Studio album by Willie Alexander & the Boom Boom Band
- Released: 1978
- Genre: Rock
- Label: MCA
- Producer: Craig Leon

Willie Alexander & the Boom Boom Band chronology
| Willie Alexander & the Boom Boom Band (1978) | Meanwhile ... Back in the States (1978) | Pass the Tabasco (1996) |

= Meanwhile ... Back in the States =

Meanwhile ... Back in the States is an album by the American band Willie Alexander & the Boom Boom Band, released in 1978. Its title refers to Alexander's immense popularity in France. The band supported the album with a North American tour.

==Production==
Alexander wrote the songs, some of which incorporated elements of reggae and disco, between 1971 and 1978. He was influenced by beat writers, with many of the songs about the lives of societal outcasts and struggling musicians. Some of the song titles were changed from the demo and original versions, in order to please MCA Records. The album was produced by Craig Leon. "Pass the Tabasco" quotes a musical passage from "Double Shot (Of My Baby's Love)".

# Prompt A
Translate this sentence from the album article into Spanish: "Its title refers to Alexander's immense popularity in France."
# Prompt B
According to the album article, between which years did Alexander write the songs?
# Prompt C
Reproduce the passage of the album article starting with "Meanwhile ... Back in the States is" and going on through "North American tour.".

# Data segment
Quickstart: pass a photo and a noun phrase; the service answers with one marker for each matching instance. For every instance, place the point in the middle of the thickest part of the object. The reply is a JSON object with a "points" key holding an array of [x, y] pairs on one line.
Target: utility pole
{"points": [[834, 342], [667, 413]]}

# Written response A
Su título hace referencia a la inmensa popularidad de Alexander en Francia.

# Written response B
Between 1971 and 1978.

# Written response C
Meanwhile ... Back in the States is an album by the American band Willie Alexander & the Boom Boom Band, released in 1978. Its title refers to Alexander's immense popularity in France. The band supported the album with a North American tour.